§ Цель задания
Выведите без изменений все записи, начиная со строки, где есть «Objective — one point per instance of the brick chimney», и заканчивая строкой, где есть «[[550, 421]]»; обе эти строки тоже включите. Изображения в ответ не переносите.

§ Строки данных

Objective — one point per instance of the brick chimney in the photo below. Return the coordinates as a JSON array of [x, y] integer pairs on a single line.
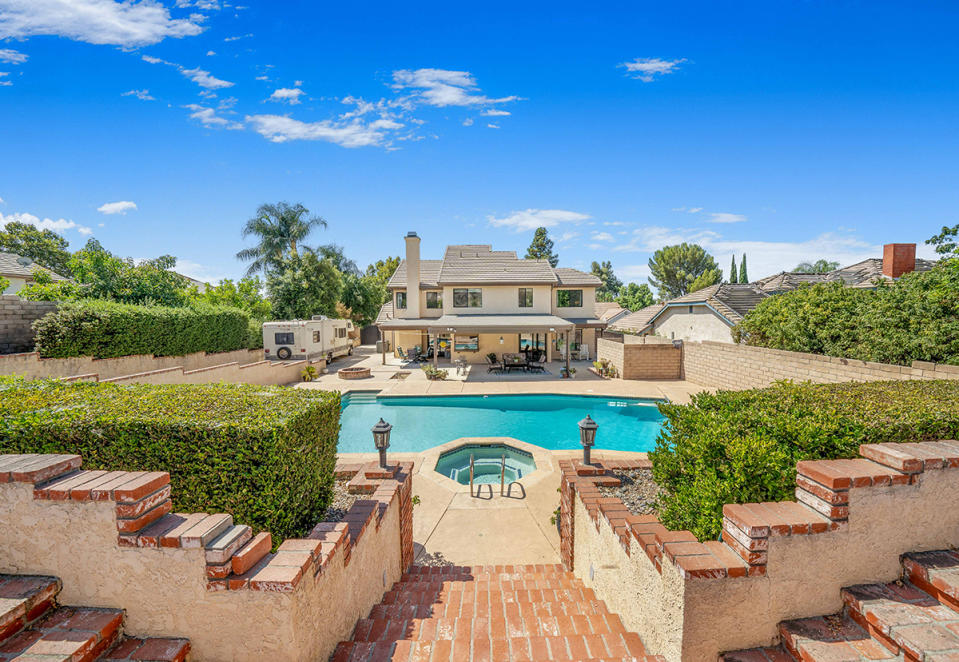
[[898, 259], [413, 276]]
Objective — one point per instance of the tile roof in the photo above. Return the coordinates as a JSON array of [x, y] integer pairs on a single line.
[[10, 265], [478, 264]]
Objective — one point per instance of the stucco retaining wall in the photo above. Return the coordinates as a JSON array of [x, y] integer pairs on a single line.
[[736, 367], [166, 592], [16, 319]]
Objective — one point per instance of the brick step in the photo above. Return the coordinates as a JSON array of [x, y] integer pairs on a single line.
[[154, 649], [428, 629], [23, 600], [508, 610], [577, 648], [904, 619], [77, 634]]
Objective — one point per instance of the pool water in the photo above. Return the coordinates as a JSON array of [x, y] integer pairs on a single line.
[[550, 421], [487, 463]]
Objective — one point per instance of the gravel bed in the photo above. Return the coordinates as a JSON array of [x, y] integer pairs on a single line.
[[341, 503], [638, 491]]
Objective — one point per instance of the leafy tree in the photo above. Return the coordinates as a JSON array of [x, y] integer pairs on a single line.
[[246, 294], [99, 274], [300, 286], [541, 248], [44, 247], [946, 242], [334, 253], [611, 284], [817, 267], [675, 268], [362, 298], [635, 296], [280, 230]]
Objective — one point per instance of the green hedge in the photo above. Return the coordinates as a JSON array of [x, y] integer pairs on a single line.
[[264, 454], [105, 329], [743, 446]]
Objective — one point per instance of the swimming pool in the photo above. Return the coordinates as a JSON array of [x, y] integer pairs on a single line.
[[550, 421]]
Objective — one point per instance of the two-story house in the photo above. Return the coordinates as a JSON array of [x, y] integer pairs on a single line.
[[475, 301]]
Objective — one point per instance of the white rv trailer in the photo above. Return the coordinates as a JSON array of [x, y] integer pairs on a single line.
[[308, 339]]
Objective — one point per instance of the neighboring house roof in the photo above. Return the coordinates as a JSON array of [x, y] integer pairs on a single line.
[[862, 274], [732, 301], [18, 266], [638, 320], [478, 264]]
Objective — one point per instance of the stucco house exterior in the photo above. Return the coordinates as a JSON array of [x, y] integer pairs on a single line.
---
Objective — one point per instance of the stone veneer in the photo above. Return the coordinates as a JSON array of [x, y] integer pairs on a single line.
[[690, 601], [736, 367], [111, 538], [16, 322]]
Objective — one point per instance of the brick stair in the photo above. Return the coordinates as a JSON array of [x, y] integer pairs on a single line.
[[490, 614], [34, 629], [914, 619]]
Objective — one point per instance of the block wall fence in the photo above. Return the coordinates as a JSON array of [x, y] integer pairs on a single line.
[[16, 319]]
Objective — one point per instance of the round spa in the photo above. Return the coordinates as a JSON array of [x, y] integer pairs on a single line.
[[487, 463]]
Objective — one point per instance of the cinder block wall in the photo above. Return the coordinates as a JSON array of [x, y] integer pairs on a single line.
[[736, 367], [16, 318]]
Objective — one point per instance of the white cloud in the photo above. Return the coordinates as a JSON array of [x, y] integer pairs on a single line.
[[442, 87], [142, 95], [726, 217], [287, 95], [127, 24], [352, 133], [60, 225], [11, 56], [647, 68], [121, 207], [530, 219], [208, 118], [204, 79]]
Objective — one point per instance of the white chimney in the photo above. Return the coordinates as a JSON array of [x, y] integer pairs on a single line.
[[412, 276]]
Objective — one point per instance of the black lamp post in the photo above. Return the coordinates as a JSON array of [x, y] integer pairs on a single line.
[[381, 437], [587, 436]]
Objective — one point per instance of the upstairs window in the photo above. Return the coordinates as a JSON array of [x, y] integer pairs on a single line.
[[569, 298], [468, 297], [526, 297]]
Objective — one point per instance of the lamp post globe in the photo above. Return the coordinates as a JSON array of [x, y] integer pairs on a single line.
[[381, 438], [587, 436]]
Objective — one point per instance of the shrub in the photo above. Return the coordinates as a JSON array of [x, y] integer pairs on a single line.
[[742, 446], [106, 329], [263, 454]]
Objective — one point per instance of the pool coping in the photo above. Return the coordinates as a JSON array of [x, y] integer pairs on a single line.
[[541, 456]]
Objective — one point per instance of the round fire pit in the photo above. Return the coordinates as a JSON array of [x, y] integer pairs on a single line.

§ Ожидаемый ответ
Objective — one point per instance of the brick chimney in the photo below. Return the coordinates as a JSON array of [x, y] integer pairs on a single line.
[[898, 259], [413, 276]]
Objective — one point per instance of the tile roof in the photo above. Return the coordinates as a JSON array of [x, y] integer pairs on a single line.
[[10, 265], [478, 264]]
Objective — one point per instance of the stucco retaining wall in the photo above. Return the coordinates as a JSON array of [x, y] integer pairs on a single line.
[[736, 367], [166, 592], [16, 319]]
Objective — one point per instance of the brick step in the photo above. Return the coordinates as a JSON array of [x, y] integer pairs on a single line.
[[154, 649], [428, 629], [23, 600], [508, 610], [577, 648], [904, 619], [77, 634]]
Objective — one point per instance of the pool water in the photo above. Return the coordinates as a JSON array of [x, y] integer pairs on a single line.
[[550, 421], [487, 463]]
Objective — one point per instance of the gravel bed in the photo above. Return the coordinates as a JSON array of [x, y] integer pairs on a single line.
[[341, 503], [638, 491]]
Objective — one point per instance of the leafy tree in the photo above. Return the coordinates as a JSON array of [x, y] integer pairs on a single line.
[[246, 294], [99, 274], [300, 286], [541, 248], [44, 247], [946, 242], [334, 253], [611, 284], [817, 267], [675, 268], [362, 298], [635, 296], [280, 230]]
Objective — one point per instance of the green hedge in the photo above. Return the coordinates as a JSON array of [x, y] integer pairs on a single line.
[[264, 454], [105, 329], [743, 446]]
Objective — one point per instance of the swimming pool in the photo above. Return the coordinates as a JSON array of [x, y] integer pairs on a single line.
[[550, 421]]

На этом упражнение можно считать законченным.